### Textauszug

In den kommenden zehn Jahren werden 450 Stellen abgebaut / Kritik von Linken-Innenpolitiker Stange
Von jürgen kochinke
 Dresden. Wenn es bisher um den Personalnotstand bei der 
sächsischen Polizei ging, waren sich die Kritiker von Schwarz-Rot 
schnell einig. Der von der CDU/SPD-Regierung beschlossene 
Neueinstellungskorridor reicht nicht aus, angesichts der enorm 
gestiegenen Belastungen müssten mehr junge Kräfte her. So redeten alle, 
von der Opposition bis hin zur Gewerkschaft der Polizei (GdP). Jetzt 
aber liegen erstmals Zahlen zum Thema vor, erstellt von Enrico Stange, 
dem Innenpolitiker der Linken. Ergebnis: Trotz der erst kürzlich von 
Schwarz-Rot beschlossenen Anhebung der Neueinstellungen von 300 auf 400 
junge Beamte steht der Polizei ein weiterer Schrumpfkurs bevor. Im 
Schnitt fallen pro Jahr rund 50 Stellen dem Rotstift zum Opfer, 
insgesamt 450 sind es bis 2025 (siehe Grafik).

### Bereitgestellte Angaben
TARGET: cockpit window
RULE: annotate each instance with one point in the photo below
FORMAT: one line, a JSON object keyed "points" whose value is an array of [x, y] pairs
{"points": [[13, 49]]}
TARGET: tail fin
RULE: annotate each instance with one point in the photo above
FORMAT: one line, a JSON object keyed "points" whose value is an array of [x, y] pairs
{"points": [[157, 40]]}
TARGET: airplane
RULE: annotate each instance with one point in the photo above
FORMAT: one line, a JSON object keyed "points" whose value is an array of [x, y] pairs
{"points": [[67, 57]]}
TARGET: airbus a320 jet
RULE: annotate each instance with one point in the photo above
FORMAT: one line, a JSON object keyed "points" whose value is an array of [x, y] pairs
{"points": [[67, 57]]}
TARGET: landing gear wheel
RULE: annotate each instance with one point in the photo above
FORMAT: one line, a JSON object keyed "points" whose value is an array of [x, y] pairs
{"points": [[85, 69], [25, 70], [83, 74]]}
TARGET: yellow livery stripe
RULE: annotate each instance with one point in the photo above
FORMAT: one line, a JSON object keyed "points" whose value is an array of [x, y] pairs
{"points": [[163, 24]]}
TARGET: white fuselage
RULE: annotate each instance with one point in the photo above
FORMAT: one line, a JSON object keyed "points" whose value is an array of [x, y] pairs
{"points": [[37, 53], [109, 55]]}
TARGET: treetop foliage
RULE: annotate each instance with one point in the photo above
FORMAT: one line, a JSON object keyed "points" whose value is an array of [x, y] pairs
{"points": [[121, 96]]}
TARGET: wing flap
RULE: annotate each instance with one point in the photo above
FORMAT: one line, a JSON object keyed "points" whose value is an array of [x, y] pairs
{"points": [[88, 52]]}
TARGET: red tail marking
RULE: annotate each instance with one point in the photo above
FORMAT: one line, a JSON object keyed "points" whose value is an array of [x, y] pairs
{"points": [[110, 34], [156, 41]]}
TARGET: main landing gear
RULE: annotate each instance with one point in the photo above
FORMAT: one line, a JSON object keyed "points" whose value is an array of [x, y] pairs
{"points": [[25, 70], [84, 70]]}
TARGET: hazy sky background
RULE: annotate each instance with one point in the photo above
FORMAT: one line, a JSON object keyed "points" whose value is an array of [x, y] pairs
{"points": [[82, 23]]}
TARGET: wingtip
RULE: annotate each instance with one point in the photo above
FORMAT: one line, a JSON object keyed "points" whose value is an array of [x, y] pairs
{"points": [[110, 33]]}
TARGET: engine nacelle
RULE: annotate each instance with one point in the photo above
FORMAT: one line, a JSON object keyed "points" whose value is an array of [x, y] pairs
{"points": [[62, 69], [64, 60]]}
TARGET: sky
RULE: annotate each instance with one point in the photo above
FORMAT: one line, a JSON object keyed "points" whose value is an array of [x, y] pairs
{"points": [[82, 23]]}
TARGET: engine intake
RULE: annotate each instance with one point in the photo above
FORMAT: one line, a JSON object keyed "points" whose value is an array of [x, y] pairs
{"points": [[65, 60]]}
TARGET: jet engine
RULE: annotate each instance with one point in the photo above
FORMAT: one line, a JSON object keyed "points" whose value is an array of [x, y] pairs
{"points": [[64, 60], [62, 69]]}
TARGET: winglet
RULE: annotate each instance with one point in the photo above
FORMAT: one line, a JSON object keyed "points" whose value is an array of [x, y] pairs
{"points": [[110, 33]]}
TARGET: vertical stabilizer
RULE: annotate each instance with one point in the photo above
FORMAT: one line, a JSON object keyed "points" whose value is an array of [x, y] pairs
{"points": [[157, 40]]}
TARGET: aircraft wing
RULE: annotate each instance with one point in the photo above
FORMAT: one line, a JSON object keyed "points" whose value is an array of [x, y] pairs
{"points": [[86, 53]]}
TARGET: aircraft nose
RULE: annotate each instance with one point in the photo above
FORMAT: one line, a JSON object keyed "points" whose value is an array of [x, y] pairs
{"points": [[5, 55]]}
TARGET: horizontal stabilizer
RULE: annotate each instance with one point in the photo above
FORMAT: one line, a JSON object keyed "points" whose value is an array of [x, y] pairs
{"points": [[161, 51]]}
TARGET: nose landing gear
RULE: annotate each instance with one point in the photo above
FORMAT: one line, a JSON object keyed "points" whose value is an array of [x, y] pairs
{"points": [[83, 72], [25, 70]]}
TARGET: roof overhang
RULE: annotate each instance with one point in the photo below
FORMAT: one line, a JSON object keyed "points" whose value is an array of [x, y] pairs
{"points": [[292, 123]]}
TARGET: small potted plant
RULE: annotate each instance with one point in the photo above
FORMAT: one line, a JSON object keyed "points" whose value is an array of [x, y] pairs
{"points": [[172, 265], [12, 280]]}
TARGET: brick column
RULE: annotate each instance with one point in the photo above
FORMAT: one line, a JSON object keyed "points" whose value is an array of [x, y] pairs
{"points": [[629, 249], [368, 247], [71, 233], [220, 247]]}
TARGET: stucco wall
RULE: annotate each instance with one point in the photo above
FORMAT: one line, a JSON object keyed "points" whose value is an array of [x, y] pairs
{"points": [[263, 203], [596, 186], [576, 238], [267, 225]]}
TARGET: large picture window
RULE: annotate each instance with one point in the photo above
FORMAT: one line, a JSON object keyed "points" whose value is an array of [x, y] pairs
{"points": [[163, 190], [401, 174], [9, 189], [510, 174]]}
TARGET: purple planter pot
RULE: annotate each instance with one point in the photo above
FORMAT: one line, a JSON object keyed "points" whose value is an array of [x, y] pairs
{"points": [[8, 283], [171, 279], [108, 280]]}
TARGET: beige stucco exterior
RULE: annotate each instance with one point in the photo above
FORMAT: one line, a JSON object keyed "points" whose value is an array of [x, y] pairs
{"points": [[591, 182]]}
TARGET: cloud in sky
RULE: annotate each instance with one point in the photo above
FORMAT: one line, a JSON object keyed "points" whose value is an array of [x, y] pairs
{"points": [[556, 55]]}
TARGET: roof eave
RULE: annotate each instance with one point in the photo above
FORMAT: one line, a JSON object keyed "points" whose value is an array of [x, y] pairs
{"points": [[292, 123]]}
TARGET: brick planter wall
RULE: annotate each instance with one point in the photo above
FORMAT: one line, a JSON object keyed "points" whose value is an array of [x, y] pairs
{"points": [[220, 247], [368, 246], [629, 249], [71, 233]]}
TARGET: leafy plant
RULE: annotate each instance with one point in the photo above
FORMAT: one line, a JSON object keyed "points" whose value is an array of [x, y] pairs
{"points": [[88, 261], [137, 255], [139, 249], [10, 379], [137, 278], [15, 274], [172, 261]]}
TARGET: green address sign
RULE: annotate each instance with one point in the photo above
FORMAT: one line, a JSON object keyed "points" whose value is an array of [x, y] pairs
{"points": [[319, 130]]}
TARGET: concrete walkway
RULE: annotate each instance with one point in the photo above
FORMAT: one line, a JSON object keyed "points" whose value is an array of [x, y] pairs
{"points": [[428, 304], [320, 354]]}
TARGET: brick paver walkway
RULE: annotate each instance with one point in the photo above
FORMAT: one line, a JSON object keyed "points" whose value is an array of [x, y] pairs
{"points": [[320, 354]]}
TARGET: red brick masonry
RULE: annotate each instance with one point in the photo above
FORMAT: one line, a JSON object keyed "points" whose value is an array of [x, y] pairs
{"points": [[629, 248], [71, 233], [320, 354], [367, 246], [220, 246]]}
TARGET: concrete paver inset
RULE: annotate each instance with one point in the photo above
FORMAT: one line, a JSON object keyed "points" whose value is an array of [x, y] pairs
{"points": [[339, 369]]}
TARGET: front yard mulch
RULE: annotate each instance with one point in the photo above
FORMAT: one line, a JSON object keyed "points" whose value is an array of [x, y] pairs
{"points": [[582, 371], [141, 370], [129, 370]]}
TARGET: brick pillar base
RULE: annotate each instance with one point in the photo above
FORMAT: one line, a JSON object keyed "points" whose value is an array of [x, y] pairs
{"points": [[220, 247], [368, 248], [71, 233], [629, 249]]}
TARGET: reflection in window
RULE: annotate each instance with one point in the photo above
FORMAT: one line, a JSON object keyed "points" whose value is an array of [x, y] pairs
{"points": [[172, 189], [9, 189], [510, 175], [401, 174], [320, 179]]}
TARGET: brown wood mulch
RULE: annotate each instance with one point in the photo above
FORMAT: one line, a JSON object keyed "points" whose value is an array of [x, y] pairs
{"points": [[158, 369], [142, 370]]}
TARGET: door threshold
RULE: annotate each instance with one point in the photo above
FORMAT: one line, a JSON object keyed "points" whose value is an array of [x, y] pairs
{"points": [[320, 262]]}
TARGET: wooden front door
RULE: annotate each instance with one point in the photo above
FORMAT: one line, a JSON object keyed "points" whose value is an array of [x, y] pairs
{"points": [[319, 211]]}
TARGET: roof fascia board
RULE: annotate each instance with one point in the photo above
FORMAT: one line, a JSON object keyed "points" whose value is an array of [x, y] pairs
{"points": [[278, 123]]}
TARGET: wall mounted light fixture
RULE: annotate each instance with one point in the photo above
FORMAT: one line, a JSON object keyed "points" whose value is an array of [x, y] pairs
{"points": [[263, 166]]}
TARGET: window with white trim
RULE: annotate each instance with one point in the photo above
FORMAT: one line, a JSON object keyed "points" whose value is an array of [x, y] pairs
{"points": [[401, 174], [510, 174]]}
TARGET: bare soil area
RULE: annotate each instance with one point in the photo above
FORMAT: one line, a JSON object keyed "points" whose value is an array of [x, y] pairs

### Aufgabenstellung
Schreiben Sie aus dem Artikel über den Stellenabbau bei der sächsischen Polizei den Abschnitt wortgetreu ab, der mit den Worten „In den kommenden“ beginnt und mit „2025 (siehe Grafik).“ endet.

### Bearbeitete Aufgabe
In den kommenden zehn Jahren werden 450 Stellen abgebaut / Kritik von Linken-Innenpolitiker Stange
Von jürgen kochinke
 Dresden. Wenn es bisher um den Personalnotstand bei der 
sächsischen Polizei ging, waren sich die Kritiker von Schwarz-Rot 
schnell einig. Der von der CDU/SPD-Regierung beschlossene 
Neueinstellungskorridor reicht nicht aus, angesichts der enorm 
gestiegenen Belastungen müssten mehr junge Kräfte her. So redeten alle, 
von der Opposition bis hin zur Gewerkschaft der Polizei (GdP). Jetzt 
aber liegen erstmals Zahlen zum Thema vor, erstellt von Enrico Stange, 
dem Innenpolitiker der Linken. Ergebnis: Trotz der erst kürzlich von 
Schwarz-Rot beschlossenen Anhebung der Neueinstellungen von 300 auf 400 
junge Beamte steht der Polizei ein weiterer Schrumpfkurs bevor. Im 
Schnitt fallen pro Jahr rund 50 Stellen dem Rotstift zum Opfer, 
insgesamt 450 sind es bis 2025 (siehe Grafik).